#### QUESTIONS TO ANSWER:
A: Decide whether each statement below agrees with the article on outbound DNS traffic. For each, answer yes or no and quote the exact words of the article that settle it. (i) Wekby used outbound DNS traffic to communicate with its command and control server. (ii) The researchers found that most subdomain names contain more than ten letters. (iii) An expensive piece of networking gear is needed to build a model of expected network behavior.
B: Return the exact wording of the article on outbound DNS traffic, starting with "This was the" and going on through "Dark Reading reported.".

Most of us know how the Domain Name System (DNS) is a critical piece of our network infrastructure and have at least one tool to keep DNS requests current and clear of potential abuses.

Previous blog posts here concerning DNS and malware have focused on how malware can introduce errors in BIND, the most prominent DNS software, and cause it to crash. Others have outlined how to find evidence of infections across your network by tracking malware to particular domains.

Sometimes a little common sense and knowledge of your system log files and the DNS requests contained therein can go a long way toward understanding when your enterprise network infrastructure has been breached. This is one such tale, care of the security researchers behind this post on Cisco’s Talos blog.

Inbound Versus Outbound Traffic

Let’s start with the moral of the story first, because then you will understand the context. Most IT managers are interested in inbound, rather than outbound, traffic, for good reasons. Inbound traffic can contain exploits, infections or indications of potential compromise. But you also need to look at what is leaving your network, because that traffic can contain potential issues.

This was the case with Wekby, an exploit discovered earlier this year that used the outbound DNS traffic to communicate with its command and control server. Other malware products are “exfiltrating data by using DNS tunneling tools to encode data and utilize outbound port 53 traffic to fly under the radar of many filtering tools,” Dark Reading reported.

Making Mental Models

Because you probably don’t monitor outbound traffic on this port, the aim of this post is to give you a reason to start looking and an understanding of what normal outbound DNS requests look like. That way, when you actually find something else, you will be able to act on it.

You can use any feature of DNS requests, such as the length of the domain name or the number of subdomains, to construct models of your network’s expected behavior, through which you can observe more closely.

You don’t need a fancy tool or some other expensive piece of networking gear to do this. You do need to first understand your own mental model of your network traffic so that you are in the right mindset when you come across something that isn’t quite right or that doesn’t fit this model. As the Talos researchers said, “We compare our expectations of normality with our observations, if the two don’t match we want to know why.”

Abnormal DNS Requests

So what would be an example of an abnormal DNS request? How about seeing hundreds of subdomains, or the case of very long (100-plus characters) subdomain names? Both could be an indication that something is amiss.

The researchers calculate the frequency of the number of characters in subdomain names and found that most contain just a few letters (like “www” or “server1”) and, in most cases, much fewer than ten letters in the name. So when you come across these extra long subdomains, you can immediately focus your attention on them and check them out.

Another clue: Some of these extra long subdomains are only accessed a single time. Again, this is suspicious. What is actually happening is that the malware is using the subdomain name to encode data that it is trying to send to its command-and-control server. There isn’t any actual host with that name, which is why it is accessed only once.

Get Smarter

Granted, just because a subdomain name is long doesn’t necessarily mean it is being run by a bad actor. But you should get smarter about finding the fingerprints from these attacks and start monitoring your DNS logs. As you can see, it is easy to use some simple techniques to make sure that an attacker hasn’t broken into your network.

#### SUPPLIED INFORMATION:
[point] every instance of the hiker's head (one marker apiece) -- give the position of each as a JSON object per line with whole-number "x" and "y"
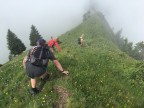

#### LIST OF SOLUTIONS:
A:
(i) Yes: "Wekby, an exploit discovered earlier this year that used the outbound DNS traffic to communicate with its command and control server"
(ii) No: "in most cases, much fewer than ten letters in the name"
(iii) No: "You don’t need a fancy tool or some other expensive piece of networking gear to do this."

B:
This was the case with Wekby, an exploit discovered earlier this year that used the outbound DNS traffic to communicate with its command and control server. Other malware products are “exfiltrating data by using DNS tunneling tools to encode data and utilize outbound port 53 traffic to fly under the radar of many filtering tools,” Dark Reading reported.